Home > People
Blog

A Butt is a Terrible Thing to Waste. 

  VIEW ALL 200MOTELS' BLOG ENTRIES  

The Message is the Medium



Here is a shocking statistic: Sweden, with a population of 12 million, has created 400,000 jobs in the alternate energy sector. This is a hopeful omen for U.S. industry, with our abundance of wind and solar power. Solar panels alone, a proven technology, on government installations and private property throughout our southern and western regions, not to mention an export market of sun-drenched countries stretching from Mexico to Brazil, could probably account for millions of immediately profitable opportunities.

It doesn’t hurt that Vice-President Joe Biden takes the train each night from Washington DC to his home in Wilmington DE, and is a confirmed supporter of Amtrak. This writer has long bemoaned the official U.S. policy of benign neglect for passenger rail service, leaving Americans to travel long distance at a snail’s pace under lamentable conditions, even as European countries and Japan develop ever more efficient networks of train service and export them to emerging countries like China. They have put into service bullet trains and magnetic levitation trains that literally fly over the tracks, while Americans are forced to endure cattle car conditions in dilapidated monstrosities. All that is coming to an end now as Congress passes, and President Obama signs, over Republican howls of anguish, funding bills enabling an exponential upgrade of passenger rail service.

Mostly everything in the U.S. is obsolete, owing to an economic model that is wedded to a 19th century notion of a marketplace that solves problems out of enlightened self-interest. Put succinctly, my self-interest may be detrimental to yours. Just because this approach may have worked in 1889 does not mean that it is appropriate for 2009, but that is the line that is still being vaunted by those sectors whose philosophy is to stint on innovation while paying huge shareholder dividends.

Our present social system is as obsolete as our rolling stock. Americans are force fed a philosophy of rugged economic individualism, which promotes infighting at every level of activity, while more cooperative forms of commercial culture like Japanese notions of teamwork are derided as mass conformism and European systems of social welfare are condemned as diabolical plots to sap initiative.

Directions:
- A) List every country the blog post names.
- B) According to the blog post, how many jobs has Sweden created in the alternate energy sector?
- C) Continue the blog post on American energy, rail, and economic policy from the point where it stops.
The data that comes next is separate material and is not part of the blog post.

Data shown:

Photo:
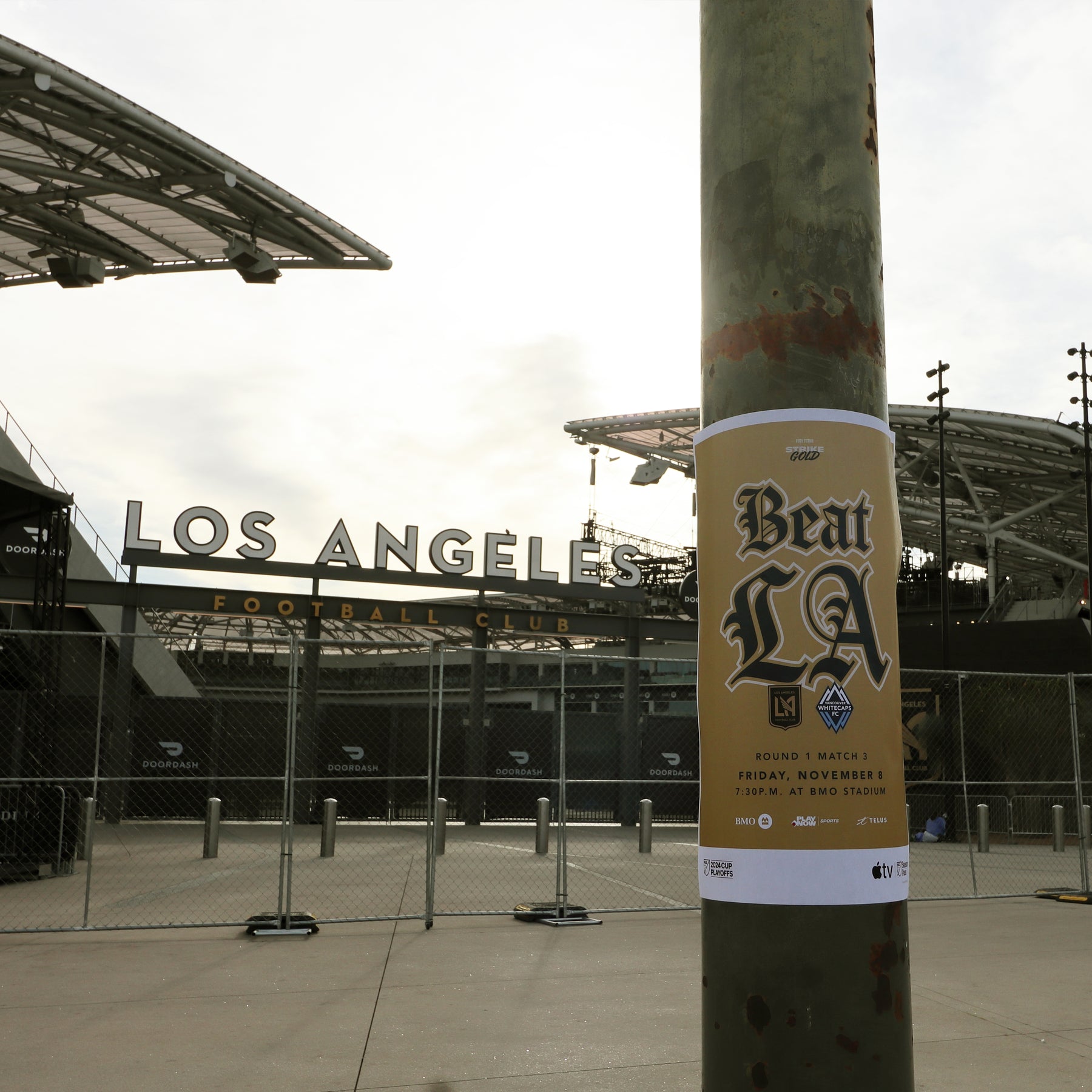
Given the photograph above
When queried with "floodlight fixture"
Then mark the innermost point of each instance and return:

Responses to the tasks:
- A) Sweden, the U.S., Mexico, Brazil, Japan, China

- B) 400,000 jobs.

- C)
Where is the impetus for these attacks coming from? The same coalition of big business interests and social conservatives that got us into this mess.

I don’t believe the American electorate has swung to the left. I believe they are giving the Democrats a chance to show what they can do in dismay over the present economic model, which has proved a disaster. In this the Democrats are being helped by the dismal performance of the Republicans in opposition. Eventually, though, the Republicans will develop an effective line of attack, and by then Obama had better be prepared to demonstrate that his strategy is working, or the country will be subject to yet another round of antediluvian obstructionism.

The British seem to be creeping away from the Anglo-Saxon model of economic triumphalism, as well they might, considering the legacy of Thatcherism that has left their economy in a shambles of debris. British business secretary Lord Mandelson, in a meeting with French industrialists, advocated a central coordinating strategy for Britain of setting long-term goals and objectives in energy and transport and creating the infrastructure for high-speed trains and aerospace, and establishing incentives for British industry of conform to those objectives.

By expressing those goals, the British seem to be giving voice to the unstated ambitions of the Obama administration, which is moving in that direction.

A recent study showed that, contrary to the popular image of the Scandinavian countries as a region of suicidal drunkards, they are the happiest people in the world. Evidently, all the social engineering to which they have been subjected for several generations has left them with a relatively carefree attitude with regard to their prospects. And far from having their initiative leeched from them, they seem to have adapted quite nicely to modern economic circumstances, with innovation and new industries such as green technologies and telecommunications.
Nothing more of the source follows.